Reproduce word for word the part of the IPsec policy draft starting at "Finally, SG4 gets" and ending at "it generated.".

Quoted passage

════════════════

Cuervo & Rayhan [Page 10]
Internet Draft Architecture for IPSEC Policy November 2000
For example, the discovery protocol shows four gateways in the
path of communication as depicted in Figure 7. Assuming that every
security gateway is issuing a request to every other one, we will
have the following scenario. SG1 issues requests to SG2, SG3 and
SG4. SG2 issues requests to SG3 and SG4. SG3 issues a request to
SG4. The content of each request -- (Segment)* --is encrypted
giving that the necessary keys and encryption details are
available through the discovery protocol. When the request message
reaches SG2, SG2 processes the request and piggybacks its requests
to the gateways ahead accordingly; this information is available
from the discovery protocol. Next, SG3 process the requests
designated to it from SG1 and SG2 and piggybacks its own to SG4.
Finally, SG4 gets to process all the requests made from SG1, SG2,
and SG3. In the reply message, SG4 generates replies to every
request it received. Next, SG3 processes the reply it received
from SG4 and generates replies to the requests it received from
SG2 and SG1. Finally, SG1 will receive replies to all the requests
it generated.
Using this approach, it is possible for each gateway to exchange
policy with peer gateways in a secure and scalable fashion. In the
case where SG2 is a border gateway and authoritative over SG1, SG2
would process SG1 requests and communicate with peer gateways in
SG1's behalf resulting in reduced number of segments.
SG1 SG2 SG3 SG4
--------------->
Request MSG
Req SG1->SG2:(Segment)*
Req SG1->SG3:(Segment)*
Req SG1->SG4:(Segment)*
--------------->
Request MSG
Req SG1->SG3:(Segment)*
Req SG1->SG4:(Segment)*
Req SG2->SG3:(Segment)*
Req SG2->SG4:(Segment)*
--------------->
Request MSG
Req SG1->SG4:(Segment)*
Req SG2->SG4:(Segment)*
Req SG3->SG4:(Segment)*
<---------------
Reply MSG
Rep SG4-SG3:(Segment)*
Rep SG4-SG2:(Segment)*
Cuervo & Rayhan [Page 11]
Internet Draft Architecture for IPSEC Policy November 2000
Rep SG4-SG1:(Segment)*
<---------------
Reply MSG
Rep SG4-SG2:(Segment)*
Rep SG4-SG1:(Segment)*
Rep SG3-SG2:(Segment)*
Rep SG3-SG1:(Segment)*
<---------------
Reply MSG
Rep SG4-SG1:(Segment)*
Rep SG3-SG1:(Segment)*
Rep SG2-SG1:(Segment)*
Figure 7: Chain model of the policy signaling protocol
This model has a number of unresolved issues such as maintaining
the integrity of modified messages. For example, when SG2 consumes
the request from SG1 then adds its own requests to SG3 and SG4,
how can SG3 and SG4 verify the integrity of the received request
message. Another issue of concern is the fail over mechanism. When
SG2 does not satisfy the request made by SG1, how does the fail
over mechanism proceeds. Similarly, issues arise when there is a
conflict of policies between SG3 and SG4. For example, SG3
restricts SG4 from terminating ESP tunnels. In this case, based on
the requests SG3 receives from SG1 and SG2 it can make a request
to SG4 stating its own policy. In the reply from SG4 to SG3, SG3
would get know if SG4 makes concessions or not. The end result
would to satisfy or deny the request. It is expected that these
issues would be resolved in the final specifications of the
signaling protocol. The concepts of the resolution process
discussed in the basic model of the signaling protocol apply here
as well. Details are to be given in the draft discussing the
resolution process
Note that the dynamics of this approach are still under
development.

════════════════

Source material
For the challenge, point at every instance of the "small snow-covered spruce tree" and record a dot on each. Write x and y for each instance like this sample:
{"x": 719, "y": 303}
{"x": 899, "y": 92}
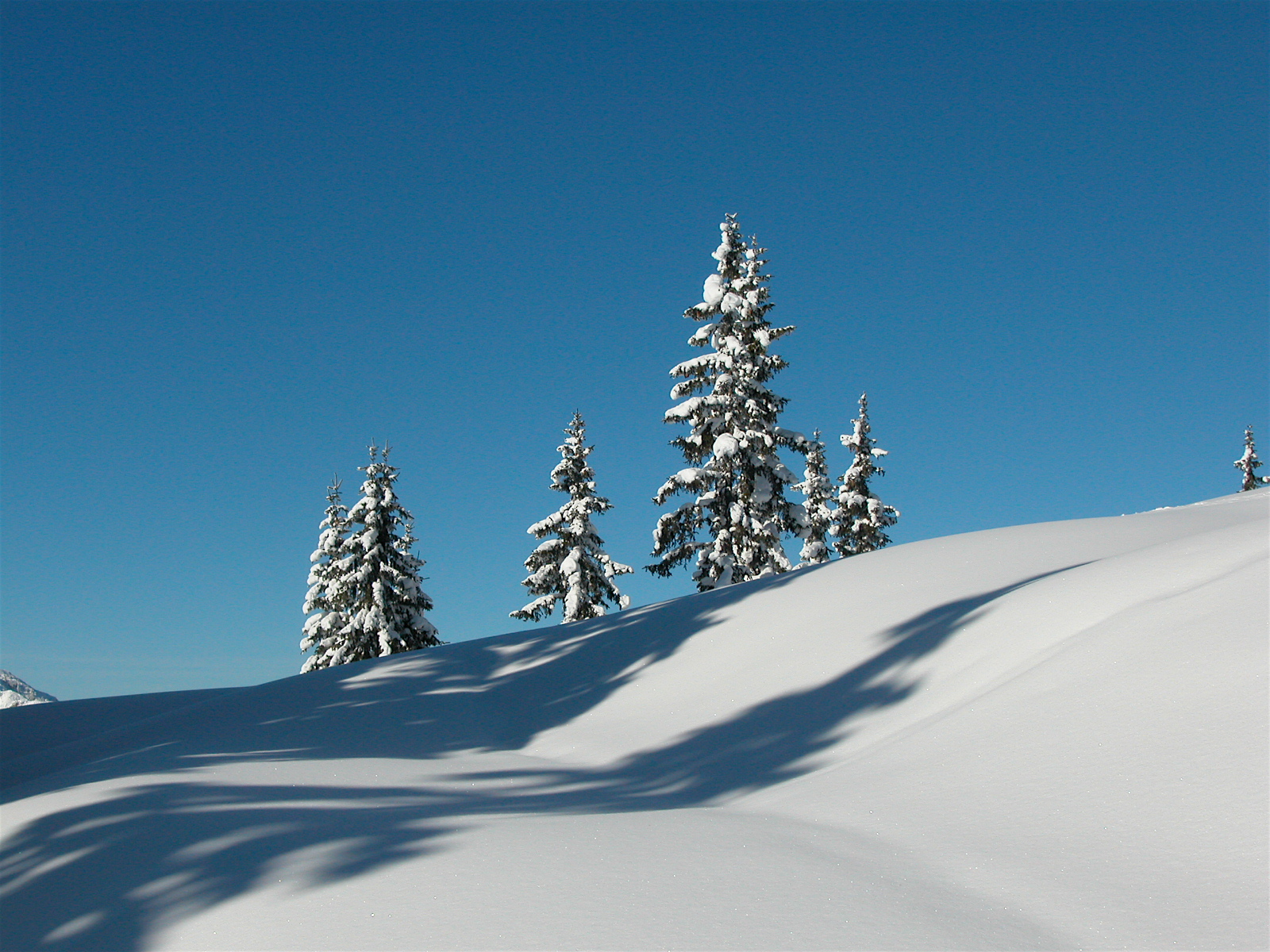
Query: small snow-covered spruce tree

════════════════

Solution for this task
Finally, SG4 gets to process all the requests made from SG1, SG2,
and SG3. In the reply message, SG4 generates replies to every
request it received. Next, SG3 processes the reply it received
from SG4 and generates replies to the requests it received from
SG2 and SG1. Finally, SG1 will receive replies to all the requests
it generated.